• _PROBLEM TO WORK ON_
Please reproduce the final stretch of the listing below: the line that contains "around the charred" and all lines after it, verbatim, with nothing else.

== RECORDS FOR PROCESSING ==

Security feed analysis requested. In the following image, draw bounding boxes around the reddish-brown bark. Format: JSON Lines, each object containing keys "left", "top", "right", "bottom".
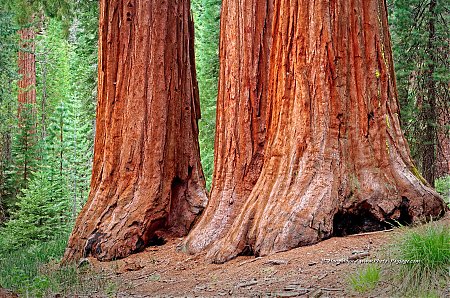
{"left": 63, "top": 0, "right": 207, "bottom": 262}
{"left": 17, "top": 25, "right": 36, "bottom": 112}
{"left": 202, "top": 0, "right": 447, "bottom": 263}
{"left": 16, "top": 23, "right": 37, "bottom": 187}
{"left": 182, "top": 0, "right": 274, "bottom": 254}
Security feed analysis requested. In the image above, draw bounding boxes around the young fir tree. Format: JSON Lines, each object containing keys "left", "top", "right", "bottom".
{"left": 0, "top": 8, "right": 19, "bottom": 221}
{"left": 65, "top": 0, "right": 99, "bottom": 215}
{"left": 0, "top": 16, "right": 90, "bottom": 247}
{"left": 0, "top": 169, "right": 69, "bottom": 252}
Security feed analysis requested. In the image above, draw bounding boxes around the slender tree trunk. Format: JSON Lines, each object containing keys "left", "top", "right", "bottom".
{"left": 17, "top": 25, "right": 36, "bottom": 108}
{"left": 17, "top": 22, "right": 37, "bottom": 187}
{"left": 63, "top": 0, "right": 207, "bottom": 262}
{"left": 436, "top": 117, "right": 449, "bottom": 179}
{"left": 421, "top": 0, "right": 437, "bottom": 185}
{"left": 183, "top": 0, "right": 274, "bottom": 254}
{"left": 40, "top": 51, "right": 48, "bottom": 140}
{"left": 204, "top": 0, "right": 446, "bottom": 263}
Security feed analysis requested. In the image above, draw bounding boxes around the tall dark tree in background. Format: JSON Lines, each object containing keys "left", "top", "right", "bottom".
{"left": 390, "top": 0, "right": 449, "bottom": 186}
{"left": 0, "top": 0, "right": 98, "bottom": 250}
{"left": 2, "top": 1, "right": 40, "bottom": 210}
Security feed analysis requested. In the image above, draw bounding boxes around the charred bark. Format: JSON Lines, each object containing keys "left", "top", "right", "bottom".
{"left": 182, "top": 0, "right": 274, "bottom": 254}
{"left": 204, "top": 0, "right": 447, "bottom": 263}
{"left": 63, "top": 0, "right": 207, "bottom": 262}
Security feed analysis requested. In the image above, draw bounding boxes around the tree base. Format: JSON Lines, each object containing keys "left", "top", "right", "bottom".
{"left": 199, "top": 152, "right": 447, "bottom": 263}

===

• _EXERCISE OUTPUT_
Security feed analysis requested. In the image above, draw bounding boxes around the charred bark. Format: JSON Lines, each object containing keys "left", "top", "right", "bottom".
{"left": 182, "top": 0, "right": 274, "bottom": 254}
{"left": 204, "top": 0, "right": 447, "bottom": 263}
{"left": 63, "top": 0, "right": 207, "bottom": 262}
Security feed analysis requested. In the image above, draw bounding boxes around the tree base. Format: JSON Lines, each object containing keys "left", "top", "right", "bottom".
{"left": 199, "top": 152, "right": 447, "bottom": 263}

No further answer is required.